▶ [ANGEZEIGTER TEXT]

======

Da macht die Verwaltung auch im eigenen Haus Werbung. An die städtischen Mitarbeitern gingen Mails, mit denen für die Aktion „Mit dem Rad zur Arbeit“ geworben wurde. Auch in Ausschüssen, Gremien und innerstädtischen Netzwerken gab es entsprechende Appelle. Sogar mit Postern und mit Flyern wurde schon dafür geworben, teilt Stefan Plage von der Klimaagentur Essen mit.
Aktuell wird für de Kampagne „Stadtradeln 2014“ im Intranet kräftig die Werbetrommel gerührt - in der Hoffnung, dass danach noch mehr Rathaus-Mitarbeiter endgültig umsatteln. Schon jetzt haben sich ganze Teams zusammengeschlossen, um gemeinsam zum Rathaus oder zu einer städtischen Tochter zu radeln, berichtet Stadt-Sprecher Stefan Schulze. „Wir kämpfen um jeden Kilometer.“ Mit dabei ist natürlich Umweltdezernentin Simone Raskob. Ist doch Ehrensache.
Die Kampagne ist fürs Image allemal gut. Andere Kommunen sind bei der Fahrradförderung in eigener Sache hier und da schon etwas weiter und prüfen gar, ob genug Duschen zur Verfügung stehen. Schließlich kommt ein Pedaler bei seiner Strampel-Tour ja schnell ins Schwitzen.
Soweit ist Essen noch nicht. „Unkleiden und Duschen für radelnde Mitarbeiterinnen und Mitarbeiter existieren im Rathaus aktuell nicht“, erklärt Stefan Plage
Wer trocken bleiben will, radelt also besser langsamer oder wählt ein Elektro-Rad. Für die Zweirad-Mobilität hat der städtische Fuhrpark inzwischen nachgerüstet. Die Stadtverwaltung verfügt über insgesamt 15 Dienst-Fahrräder, sechs davon sind strombetriebene Pedelecs. Da muss man sich nicht so ins Zeug legen.

======

(Datenauflistung)
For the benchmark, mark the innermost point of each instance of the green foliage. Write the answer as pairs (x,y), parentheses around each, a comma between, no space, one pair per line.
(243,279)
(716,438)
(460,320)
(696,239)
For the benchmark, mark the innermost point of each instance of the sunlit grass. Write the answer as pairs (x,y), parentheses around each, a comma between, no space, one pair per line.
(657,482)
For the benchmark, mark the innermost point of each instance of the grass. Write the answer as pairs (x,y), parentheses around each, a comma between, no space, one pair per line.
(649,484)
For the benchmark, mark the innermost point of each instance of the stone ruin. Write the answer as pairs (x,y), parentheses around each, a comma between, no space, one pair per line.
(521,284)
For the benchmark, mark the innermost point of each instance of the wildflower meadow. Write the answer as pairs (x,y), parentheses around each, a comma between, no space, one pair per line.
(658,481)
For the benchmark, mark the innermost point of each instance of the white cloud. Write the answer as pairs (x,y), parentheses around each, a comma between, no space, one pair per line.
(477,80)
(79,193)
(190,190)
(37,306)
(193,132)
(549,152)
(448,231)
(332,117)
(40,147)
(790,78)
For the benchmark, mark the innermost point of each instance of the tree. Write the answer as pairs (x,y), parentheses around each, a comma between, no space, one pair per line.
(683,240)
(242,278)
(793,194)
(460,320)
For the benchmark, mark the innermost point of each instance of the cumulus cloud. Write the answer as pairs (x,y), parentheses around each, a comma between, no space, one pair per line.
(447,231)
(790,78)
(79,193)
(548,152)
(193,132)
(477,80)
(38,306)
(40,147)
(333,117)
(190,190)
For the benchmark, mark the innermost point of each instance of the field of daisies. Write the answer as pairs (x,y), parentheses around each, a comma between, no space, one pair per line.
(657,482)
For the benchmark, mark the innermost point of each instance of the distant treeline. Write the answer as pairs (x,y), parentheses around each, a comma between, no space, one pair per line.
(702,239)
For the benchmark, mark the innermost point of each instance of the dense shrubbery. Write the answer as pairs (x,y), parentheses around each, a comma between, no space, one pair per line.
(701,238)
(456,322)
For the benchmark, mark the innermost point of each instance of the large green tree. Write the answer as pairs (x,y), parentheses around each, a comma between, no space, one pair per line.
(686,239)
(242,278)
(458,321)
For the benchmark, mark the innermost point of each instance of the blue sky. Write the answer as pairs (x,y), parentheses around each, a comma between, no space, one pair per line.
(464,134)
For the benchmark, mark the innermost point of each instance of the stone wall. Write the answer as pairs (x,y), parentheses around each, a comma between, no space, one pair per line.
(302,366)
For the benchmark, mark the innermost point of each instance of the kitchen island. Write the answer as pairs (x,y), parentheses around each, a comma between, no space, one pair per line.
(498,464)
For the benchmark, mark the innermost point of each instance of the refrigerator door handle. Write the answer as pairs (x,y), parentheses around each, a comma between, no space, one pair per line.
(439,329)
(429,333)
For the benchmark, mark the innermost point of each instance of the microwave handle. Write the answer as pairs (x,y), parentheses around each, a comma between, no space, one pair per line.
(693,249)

======

▶ [AUFGABENLISTE]
(1) Prüfe, ob die folgenden Aussagen mit dem Text über die Fahrradaktion der Essener Stadtverwaltung übereinstimmen, und antworte jeweils mit Ja oder Nein samt den entscheidenden Worten des Textes als wörtlichem Zitat: (a) Die Stadtverwaltung besitzt insgesamt 15 Dienst-Fahrräder. (b) Im Rathaus gibt es Duschen für Beschäftigte, die mit dem Rad kommen. (c) Die Hälfte der Dienst-Fahrräder sind Pedelecs.
(2) Führe den Text über die Fahrradaktion der Essener Stadtverwaltung nach seinem letzten Satz weiter.

▶ [ERGEBNISSE JE AUFGABE]
(1)
(a) Ja: „Die Stadtverwaltung verfügt über insgesamt 15 Dienst-Fahrräder“
(b) Nein: „Unkleiden und Duschen für radelnde Mitarbeiterinnen und Mitarbeiter existieren im Rathaus aktuell nicht“
(c) Nein: „sechs davon sind strombetriebene Pedelecs“

(2)
Die Stadtwerke Essen bieten ihren Mitarbeitern vier E-Bikes als Dienstfahrzeuge ein. „Die werden auch gut genutzt“, erzählt Sprecher Dirk Pomplun. „Weil die Kollegen wissen, dass es etwa in Rüttenscheid oder Holsterhausen schwierig ist, einen Parkplatz zu finden.“ Auch an Baustellen kann man schlecht ein Auto abstellen. Da ist es mit einem E-Bike angenehmer, zumal man danach nicht durchgeschwitzt ins Büro zurück kommt. Nur auf den Helm darf nicht verzichtet werden - der ist Pflicht.
Vor der Entscheidung
Ob Essen weiter in der „Arbeitsgemeinschaft fahrradfreundlicher Städte“ (AGFS) bleiben wird, entscheidet die zuständige Auswahlkommission des Landes erst im Herbst. Am 1. Dezember werden die Club-Mitglieder offiziell darüber informiert.
Die Stadt Essen, seit 1995 AGFS-Mitglied ist zuversichtlich, einen positiven Bescheid zu erhalten. Sie verweist auf das 200 Kilometer lange Radwegenetz, auf die verbesserte Wegweisung und auf die 170 Fahrradboxen an Bahnhöfen und Haltestellen.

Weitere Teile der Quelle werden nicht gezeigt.